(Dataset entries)
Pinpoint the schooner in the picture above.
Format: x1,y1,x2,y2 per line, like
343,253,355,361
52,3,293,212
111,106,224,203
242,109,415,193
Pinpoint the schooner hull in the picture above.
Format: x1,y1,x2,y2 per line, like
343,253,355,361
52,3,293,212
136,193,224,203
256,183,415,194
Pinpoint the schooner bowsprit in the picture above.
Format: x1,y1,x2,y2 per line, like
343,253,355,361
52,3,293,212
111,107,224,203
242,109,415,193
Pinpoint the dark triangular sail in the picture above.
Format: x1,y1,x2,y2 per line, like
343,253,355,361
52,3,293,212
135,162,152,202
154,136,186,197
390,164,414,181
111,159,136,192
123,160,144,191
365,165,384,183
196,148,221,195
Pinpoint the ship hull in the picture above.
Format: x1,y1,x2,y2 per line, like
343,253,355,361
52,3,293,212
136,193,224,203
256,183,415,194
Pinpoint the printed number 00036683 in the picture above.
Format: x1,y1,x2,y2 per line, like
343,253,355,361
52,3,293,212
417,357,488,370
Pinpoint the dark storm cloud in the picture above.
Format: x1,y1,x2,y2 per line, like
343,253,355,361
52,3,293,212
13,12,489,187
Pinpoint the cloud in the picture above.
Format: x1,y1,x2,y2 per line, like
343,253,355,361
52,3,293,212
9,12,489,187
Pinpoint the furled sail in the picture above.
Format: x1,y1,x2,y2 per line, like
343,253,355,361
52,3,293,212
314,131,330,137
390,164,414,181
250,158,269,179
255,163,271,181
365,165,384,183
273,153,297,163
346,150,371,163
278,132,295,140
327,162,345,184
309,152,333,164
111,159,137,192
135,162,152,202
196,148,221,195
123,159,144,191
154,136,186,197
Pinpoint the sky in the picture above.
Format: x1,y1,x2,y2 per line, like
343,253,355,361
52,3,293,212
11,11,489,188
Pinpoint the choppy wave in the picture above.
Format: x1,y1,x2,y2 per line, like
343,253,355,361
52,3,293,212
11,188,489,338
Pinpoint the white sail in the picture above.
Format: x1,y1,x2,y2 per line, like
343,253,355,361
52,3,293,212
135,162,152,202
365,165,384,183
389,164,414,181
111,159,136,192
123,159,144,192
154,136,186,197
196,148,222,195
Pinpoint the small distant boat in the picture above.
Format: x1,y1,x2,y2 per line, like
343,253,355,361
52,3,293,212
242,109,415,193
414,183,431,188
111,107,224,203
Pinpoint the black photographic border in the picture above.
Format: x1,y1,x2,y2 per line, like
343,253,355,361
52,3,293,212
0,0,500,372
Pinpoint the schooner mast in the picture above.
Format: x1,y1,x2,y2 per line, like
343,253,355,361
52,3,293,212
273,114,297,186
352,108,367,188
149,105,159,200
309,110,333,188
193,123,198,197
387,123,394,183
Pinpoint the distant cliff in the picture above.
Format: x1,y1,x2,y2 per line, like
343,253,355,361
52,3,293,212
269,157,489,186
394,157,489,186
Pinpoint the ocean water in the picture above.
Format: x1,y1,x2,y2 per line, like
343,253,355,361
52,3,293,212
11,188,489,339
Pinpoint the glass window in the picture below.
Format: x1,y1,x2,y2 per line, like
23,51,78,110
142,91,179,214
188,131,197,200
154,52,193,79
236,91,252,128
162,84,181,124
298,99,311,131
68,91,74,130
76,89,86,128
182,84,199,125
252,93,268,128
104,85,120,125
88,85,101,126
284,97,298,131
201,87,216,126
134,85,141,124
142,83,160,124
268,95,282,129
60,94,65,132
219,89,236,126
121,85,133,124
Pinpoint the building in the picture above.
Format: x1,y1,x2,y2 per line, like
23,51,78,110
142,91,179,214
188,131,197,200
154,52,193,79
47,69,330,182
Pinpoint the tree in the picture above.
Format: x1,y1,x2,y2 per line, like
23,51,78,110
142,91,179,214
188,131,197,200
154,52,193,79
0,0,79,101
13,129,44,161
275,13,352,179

...

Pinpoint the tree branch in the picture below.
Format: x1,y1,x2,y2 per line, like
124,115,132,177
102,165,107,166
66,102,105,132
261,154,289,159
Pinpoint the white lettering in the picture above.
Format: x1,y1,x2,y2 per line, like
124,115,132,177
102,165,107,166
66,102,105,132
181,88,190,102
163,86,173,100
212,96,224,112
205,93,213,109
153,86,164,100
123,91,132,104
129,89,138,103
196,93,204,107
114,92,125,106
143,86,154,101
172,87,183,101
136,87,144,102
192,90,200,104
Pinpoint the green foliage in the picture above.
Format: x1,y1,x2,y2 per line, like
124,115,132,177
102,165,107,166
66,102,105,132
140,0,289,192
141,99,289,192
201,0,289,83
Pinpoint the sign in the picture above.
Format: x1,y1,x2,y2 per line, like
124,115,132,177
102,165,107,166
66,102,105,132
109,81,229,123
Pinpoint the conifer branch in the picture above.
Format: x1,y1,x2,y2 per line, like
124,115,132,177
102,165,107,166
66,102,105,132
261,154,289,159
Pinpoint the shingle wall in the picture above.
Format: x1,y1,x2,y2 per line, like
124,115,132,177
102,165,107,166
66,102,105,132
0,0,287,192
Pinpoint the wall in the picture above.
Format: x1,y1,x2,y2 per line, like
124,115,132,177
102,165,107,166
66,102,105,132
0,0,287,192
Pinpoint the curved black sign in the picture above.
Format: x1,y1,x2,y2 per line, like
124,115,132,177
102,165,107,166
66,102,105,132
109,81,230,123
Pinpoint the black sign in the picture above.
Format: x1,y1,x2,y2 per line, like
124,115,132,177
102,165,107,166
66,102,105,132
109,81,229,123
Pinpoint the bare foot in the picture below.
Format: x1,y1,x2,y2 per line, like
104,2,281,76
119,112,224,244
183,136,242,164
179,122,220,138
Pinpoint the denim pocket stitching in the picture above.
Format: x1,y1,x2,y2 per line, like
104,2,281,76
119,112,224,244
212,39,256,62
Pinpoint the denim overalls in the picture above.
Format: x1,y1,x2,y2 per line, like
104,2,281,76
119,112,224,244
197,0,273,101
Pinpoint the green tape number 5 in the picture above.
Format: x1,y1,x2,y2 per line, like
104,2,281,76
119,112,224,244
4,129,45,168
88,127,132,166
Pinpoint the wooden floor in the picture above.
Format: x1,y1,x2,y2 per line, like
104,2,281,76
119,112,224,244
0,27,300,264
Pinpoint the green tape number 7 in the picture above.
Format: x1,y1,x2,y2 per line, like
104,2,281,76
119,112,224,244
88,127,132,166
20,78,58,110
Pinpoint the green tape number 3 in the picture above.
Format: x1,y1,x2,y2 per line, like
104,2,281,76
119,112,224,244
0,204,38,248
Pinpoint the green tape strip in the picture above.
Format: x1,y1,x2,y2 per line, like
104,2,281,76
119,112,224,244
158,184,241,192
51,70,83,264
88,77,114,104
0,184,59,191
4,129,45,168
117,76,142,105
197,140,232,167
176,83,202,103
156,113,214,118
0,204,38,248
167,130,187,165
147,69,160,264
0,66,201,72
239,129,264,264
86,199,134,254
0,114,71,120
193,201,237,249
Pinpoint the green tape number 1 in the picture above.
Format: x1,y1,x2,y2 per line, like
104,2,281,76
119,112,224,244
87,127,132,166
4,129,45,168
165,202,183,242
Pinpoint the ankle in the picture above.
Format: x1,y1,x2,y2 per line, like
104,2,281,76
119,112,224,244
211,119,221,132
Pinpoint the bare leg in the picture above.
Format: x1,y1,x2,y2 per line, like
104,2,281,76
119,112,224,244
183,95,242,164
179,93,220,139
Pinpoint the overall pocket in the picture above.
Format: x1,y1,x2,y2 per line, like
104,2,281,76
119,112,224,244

==

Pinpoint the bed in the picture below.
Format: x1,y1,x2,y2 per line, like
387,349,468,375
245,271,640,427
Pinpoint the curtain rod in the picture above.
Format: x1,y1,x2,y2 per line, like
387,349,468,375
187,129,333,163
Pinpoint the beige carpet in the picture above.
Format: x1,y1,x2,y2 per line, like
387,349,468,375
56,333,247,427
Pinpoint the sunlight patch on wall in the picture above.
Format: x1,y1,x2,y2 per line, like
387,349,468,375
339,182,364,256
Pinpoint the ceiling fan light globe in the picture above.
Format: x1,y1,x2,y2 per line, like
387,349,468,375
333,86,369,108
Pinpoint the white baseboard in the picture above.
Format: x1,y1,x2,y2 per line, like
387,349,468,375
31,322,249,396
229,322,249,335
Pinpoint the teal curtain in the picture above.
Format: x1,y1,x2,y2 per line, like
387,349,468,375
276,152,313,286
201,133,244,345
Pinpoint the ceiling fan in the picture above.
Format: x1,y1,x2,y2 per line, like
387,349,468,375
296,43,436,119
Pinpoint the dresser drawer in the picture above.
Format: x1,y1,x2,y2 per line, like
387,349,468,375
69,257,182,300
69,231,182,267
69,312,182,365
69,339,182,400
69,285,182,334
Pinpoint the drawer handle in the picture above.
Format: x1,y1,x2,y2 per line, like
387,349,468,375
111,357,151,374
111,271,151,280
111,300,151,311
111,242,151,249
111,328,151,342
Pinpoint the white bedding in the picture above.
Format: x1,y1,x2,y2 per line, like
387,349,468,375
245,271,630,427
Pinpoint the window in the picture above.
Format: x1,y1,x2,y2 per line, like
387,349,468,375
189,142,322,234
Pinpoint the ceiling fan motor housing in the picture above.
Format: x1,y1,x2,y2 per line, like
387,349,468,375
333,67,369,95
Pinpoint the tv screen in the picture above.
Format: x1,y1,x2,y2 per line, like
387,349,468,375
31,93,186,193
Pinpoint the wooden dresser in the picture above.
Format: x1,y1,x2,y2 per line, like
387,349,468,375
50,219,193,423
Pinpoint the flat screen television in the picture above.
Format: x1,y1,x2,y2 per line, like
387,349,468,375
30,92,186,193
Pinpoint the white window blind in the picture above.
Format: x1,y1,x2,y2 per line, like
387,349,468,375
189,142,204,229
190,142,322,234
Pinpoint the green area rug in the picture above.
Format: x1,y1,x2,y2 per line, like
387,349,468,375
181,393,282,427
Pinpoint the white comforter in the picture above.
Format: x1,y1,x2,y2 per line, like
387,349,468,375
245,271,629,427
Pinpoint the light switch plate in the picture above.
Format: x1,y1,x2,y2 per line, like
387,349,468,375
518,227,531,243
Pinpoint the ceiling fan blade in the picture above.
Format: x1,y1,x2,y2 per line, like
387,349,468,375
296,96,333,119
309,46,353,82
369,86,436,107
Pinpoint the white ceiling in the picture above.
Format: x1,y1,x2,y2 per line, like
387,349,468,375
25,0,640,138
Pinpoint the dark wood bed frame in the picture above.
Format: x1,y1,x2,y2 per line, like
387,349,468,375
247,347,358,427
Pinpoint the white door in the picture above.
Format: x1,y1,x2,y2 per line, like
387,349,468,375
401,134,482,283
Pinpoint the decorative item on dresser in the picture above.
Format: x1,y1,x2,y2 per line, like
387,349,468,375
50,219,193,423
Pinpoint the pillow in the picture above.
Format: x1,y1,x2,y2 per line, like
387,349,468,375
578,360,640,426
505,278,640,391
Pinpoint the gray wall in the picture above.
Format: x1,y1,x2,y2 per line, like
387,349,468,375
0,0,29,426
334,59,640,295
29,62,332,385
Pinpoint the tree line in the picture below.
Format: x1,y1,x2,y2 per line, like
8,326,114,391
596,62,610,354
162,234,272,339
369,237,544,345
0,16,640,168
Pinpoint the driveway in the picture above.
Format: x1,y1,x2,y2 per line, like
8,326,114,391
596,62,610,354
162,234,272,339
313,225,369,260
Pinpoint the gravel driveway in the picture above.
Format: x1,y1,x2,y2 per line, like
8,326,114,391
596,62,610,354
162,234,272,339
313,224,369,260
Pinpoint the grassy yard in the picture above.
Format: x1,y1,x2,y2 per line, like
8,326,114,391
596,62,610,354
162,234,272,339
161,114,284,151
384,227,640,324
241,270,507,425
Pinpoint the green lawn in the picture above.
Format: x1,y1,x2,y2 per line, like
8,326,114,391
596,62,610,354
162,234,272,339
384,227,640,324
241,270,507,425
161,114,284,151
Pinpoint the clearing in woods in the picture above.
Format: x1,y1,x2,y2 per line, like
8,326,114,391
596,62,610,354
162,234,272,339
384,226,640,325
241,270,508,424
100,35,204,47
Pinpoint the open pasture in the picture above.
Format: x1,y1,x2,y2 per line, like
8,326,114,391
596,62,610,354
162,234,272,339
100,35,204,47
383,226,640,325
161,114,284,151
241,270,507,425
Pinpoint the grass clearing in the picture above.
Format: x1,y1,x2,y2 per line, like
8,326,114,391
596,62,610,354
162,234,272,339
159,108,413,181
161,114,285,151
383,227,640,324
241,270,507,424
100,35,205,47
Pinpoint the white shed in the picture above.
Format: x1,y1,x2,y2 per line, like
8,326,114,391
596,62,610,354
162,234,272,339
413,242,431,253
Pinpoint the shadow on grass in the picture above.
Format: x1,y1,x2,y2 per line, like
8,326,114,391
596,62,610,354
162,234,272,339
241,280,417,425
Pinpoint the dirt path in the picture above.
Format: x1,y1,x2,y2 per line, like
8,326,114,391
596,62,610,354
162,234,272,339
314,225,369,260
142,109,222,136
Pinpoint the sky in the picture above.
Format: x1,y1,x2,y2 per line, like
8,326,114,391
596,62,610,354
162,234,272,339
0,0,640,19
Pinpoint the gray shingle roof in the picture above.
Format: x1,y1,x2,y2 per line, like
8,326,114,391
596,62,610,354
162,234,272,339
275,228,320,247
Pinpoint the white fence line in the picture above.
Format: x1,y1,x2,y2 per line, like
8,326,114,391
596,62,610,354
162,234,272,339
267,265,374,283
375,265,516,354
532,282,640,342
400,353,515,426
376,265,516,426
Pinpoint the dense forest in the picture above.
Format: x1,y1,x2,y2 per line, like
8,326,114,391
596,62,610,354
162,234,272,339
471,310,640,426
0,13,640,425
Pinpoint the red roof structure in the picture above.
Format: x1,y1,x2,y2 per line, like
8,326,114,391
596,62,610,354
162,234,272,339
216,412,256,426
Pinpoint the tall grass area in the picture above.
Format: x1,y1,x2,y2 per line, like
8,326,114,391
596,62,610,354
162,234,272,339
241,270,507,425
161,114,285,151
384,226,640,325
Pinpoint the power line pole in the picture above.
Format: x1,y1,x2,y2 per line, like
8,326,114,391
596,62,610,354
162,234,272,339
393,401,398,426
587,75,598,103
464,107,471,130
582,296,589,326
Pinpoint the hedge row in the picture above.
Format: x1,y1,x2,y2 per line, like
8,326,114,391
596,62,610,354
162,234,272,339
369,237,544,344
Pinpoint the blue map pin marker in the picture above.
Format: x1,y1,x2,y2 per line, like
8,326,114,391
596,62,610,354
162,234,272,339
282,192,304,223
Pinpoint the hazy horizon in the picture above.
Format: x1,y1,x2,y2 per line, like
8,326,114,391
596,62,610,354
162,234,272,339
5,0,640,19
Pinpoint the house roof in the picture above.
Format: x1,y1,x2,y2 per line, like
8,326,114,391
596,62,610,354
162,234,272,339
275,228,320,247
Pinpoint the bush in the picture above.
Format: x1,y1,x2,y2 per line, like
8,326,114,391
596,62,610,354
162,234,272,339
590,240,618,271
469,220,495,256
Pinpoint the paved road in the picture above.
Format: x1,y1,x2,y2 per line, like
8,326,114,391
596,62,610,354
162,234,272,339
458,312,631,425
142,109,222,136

REQUIRED TASK: Please copy the entries above word for word, from the line containing "Pinpoint the dark triangular" up to and including the line containing "9,12,489,187".

THE SOLUTION:
Pinpoint the dark triangular sail in the picture above.
Format: x1,y1,x2,y2 per line, like
343,253,355,361
52,3,293,212
135,162,152,202
154,136,186,197
390,164,414,181
111,159,136,192
123,160,144,191
365,165,384,183
196,148,221,195
Pinpoint the ship hull in the picture above.
Format: x1,y1,x2,y2 per line, like
343,253,355,361
52,3,293,212
136,193,224,203
256,183,415,194
Pinpoint the printed number 00036683 in the picture above.
Format: x1,y1,x2,y2 per line, like
343,253,355,361
52,3,293,212
417,357,488,370
Pinpoint the dark storm cloud in the picture above.
Format: x1,y1,x2,y2 per line, like
343,253,355,361
52,3,293,212
13,12,489,187
Pinpoint the cloud in the picture above.
Format: x1,y1,x2,y2 per line, like
343,253,355,361
52,3,293,212
9,12,489,187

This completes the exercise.